**TASK**
Which lines of the records contain the word "item"? Copy each one.

**SOURCE DATA**
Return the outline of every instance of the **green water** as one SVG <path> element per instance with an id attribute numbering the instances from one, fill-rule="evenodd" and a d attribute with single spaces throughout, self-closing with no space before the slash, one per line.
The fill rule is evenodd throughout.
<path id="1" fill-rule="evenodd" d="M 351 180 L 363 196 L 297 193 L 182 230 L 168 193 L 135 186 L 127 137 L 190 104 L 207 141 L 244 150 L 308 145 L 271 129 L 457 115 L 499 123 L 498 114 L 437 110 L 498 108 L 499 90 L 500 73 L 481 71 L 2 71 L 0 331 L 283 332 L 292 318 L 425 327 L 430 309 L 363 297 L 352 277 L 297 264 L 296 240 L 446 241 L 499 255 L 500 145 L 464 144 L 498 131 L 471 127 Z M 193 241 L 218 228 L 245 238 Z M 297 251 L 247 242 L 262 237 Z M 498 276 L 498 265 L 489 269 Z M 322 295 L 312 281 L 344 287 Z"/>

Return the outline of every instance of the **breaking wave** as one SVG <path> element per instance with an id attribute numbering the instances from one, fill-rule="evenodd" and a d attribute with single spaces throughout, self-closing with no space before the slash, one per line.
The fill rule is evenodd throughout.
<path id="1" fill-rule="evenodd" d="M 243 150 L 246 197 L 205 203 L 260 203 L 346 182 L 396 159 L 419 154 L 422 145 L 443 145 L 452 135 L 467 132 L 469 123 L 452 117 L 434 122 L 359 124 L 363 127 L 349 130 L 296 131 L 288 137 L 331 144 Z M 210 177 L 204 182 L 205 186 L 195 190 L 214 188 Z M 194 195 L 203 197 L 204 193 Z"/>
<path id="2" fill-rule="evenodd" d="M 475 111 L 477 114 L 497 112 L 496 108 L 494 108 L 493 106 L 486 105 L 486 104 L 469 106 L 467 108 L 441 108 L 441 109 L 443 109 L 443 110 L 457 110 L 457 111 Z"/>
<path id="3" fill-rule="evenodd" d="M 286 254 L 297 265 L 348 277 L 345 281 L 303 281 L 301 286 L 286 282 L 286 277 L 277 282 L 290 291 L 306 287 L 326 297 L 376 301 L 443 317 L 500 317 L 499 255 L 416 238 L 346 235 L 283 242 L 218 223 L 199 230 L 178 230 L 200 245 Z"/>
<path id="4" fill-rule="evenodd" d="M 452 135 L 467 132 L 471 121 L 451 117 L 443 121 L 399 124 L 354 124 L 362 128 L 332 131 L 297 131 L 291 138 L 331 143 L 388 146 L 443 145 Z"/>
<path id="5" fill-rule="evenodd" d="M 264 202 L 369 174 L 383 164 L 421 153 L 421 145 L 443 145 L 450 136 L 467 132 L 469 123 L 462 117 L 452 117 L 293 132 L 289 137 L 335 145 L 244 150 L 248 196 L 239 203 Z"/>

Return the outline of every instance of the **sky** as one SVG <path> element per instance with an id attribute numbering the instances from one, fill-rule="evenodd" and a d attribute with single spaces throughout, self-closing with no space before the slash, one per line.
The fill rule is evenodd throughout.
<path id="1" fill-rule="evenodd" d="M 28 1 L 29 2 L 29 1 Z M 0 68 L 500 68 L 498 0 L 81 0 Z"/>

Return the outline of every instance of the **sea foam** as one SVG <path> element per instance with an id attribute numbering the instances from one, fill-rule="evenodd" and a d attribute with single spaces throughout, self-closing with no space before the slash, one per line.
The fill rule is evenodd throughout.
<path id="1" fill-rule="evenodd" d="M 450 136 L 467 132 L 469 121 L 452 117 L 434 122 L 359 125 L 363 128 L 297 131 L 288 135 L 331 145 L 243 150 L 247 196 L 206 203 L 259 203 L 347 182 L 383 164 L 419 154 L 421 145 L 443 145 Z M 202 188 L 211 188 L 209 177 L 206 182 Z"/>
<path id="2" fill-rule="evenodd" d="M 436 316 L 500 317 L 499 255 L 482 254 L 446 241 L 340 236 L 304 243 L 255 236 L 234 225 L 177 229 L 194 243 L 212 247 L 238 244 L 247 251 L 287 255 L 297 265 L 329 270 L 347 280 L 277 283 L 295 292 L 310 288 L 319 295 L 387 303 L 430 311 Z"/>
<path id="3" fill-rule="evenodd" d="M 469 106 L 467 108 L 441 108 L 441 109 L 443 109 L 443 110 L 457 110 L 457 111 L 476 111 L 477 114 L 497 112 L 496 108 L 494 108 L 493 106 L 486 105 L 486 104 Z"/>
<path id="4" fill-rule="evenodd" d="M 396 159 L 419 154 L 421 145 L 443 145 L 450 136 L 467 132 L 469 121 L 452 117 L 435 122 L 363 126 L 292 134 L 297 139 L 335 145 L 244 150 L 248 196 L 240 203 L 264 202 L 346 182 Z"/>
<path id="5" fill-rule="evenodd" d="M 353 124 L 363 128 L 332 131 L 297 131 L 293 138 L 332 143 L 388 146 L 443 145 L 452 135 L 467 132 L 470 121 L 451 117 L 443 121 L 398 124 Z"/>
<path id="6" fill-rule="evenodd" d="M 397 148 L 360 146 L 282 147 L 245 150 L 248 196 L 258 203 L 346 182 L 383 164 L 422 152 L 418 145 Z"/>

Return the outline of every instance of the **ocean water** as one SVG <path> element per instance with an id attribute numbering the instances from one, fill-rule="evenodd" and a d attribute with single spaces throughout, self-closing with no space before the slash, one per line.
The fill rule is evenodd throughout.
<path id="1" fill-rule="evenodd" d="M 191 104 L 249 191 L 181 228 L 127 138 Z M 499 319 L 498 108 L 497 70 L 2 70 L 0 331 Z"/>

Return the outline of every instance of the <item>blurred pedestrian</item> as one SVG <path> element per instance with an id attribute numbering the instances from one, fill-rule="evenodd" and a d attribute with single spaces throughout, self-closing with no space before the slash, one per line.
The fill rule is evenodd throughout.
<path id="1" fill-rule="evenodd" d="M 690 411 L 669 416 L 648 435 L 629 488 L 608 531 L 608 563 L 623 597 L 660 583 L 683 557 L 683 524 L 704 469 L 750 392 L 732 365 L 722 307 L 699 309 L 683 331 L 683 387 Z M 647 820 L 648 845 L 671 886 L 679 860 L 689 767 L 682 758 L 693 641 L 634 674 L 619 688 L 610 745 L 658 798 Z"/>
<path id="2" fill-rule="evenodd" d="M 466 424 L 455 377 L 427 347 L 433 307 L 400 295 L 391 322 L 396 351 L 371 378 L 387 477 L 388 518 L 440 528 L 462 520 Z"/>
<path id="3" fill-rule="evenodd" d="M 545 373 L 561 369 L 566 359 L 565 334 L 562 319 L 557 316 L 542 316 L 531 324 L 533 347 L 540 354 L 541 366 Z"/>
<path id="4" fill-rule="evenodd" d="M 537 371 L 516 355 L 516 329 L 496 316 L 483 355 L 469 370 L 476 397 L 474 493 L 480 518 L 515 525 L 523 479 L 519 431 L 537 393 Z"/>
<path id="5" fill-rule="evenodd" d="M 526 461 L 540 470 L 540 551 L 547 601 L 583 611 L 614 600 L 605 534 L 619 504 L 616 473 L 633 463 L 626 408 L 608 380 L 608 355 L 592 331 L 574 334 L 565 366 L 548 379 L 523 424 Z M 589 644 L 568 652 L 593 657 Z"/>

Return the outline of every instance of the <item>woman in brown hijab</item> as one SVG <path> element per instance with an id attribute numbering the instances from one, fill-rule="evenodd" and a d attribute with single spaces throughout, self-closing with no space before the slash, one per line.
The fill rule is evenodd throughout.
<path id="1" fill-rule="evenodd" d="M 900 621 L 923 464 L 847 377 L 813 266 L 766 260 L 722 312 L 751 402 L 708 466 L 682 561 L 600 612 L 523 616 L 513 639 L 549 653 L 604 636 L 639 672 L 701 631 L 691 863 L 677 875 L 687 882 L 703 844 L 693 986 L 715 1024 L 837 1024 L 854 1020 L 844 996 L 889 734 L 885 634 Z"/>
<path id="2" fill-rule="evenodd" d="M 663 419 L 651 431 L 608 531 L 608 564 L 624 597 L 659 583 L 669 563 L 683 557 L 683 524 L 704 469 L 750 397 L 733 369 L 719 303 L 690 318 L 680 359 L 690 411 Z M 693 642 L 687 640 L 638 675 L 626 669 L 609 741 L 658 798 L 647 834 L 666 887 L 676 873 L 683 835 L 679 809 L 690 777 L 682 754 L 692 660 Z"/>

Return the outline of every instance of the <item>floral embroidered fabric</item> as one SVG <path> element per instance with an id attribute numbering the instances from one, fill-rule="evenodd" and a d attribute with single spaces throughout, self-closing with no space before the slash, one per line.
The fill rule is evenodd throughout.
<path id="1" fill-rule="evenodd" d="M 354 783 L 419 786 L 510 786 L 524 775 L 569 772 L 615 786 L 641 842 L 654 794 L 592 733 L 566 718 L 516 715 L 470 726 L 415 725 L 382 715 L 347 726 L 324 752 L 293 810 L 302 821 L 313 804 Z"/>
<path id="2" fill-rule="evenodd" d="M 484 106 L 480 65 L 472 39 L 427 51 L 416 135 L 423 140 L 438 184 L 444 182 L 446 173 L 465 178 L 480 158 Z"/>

**TASK RESPONSE**
Return the outline of every instance of the <item>blurred pedestrian</item> as one SVG <path> element per instance with an id attribute numbering the instances from one, fill-rule="evenodd" and a d attribute with single spaces throughout, self-closing with no space before the slash, one per line.
Return the outline of every instance of the <item>woman in brown hijab</item> as one SVG <path> element per instance with an id attribute numbering the instances from one, fill-rule="evenodd" and a d attribute with single spaces throughout, self-closing with no space before the slash, one per line.
Return the outline of every instance of the <item>floral embroidered fabric</item> as one SVG <path> element per instance with an id attribute numbering the instances from one, fill-rule="evenodd" and a d attribute with single spaces throughout, self-closing with no space before the slash, one per line.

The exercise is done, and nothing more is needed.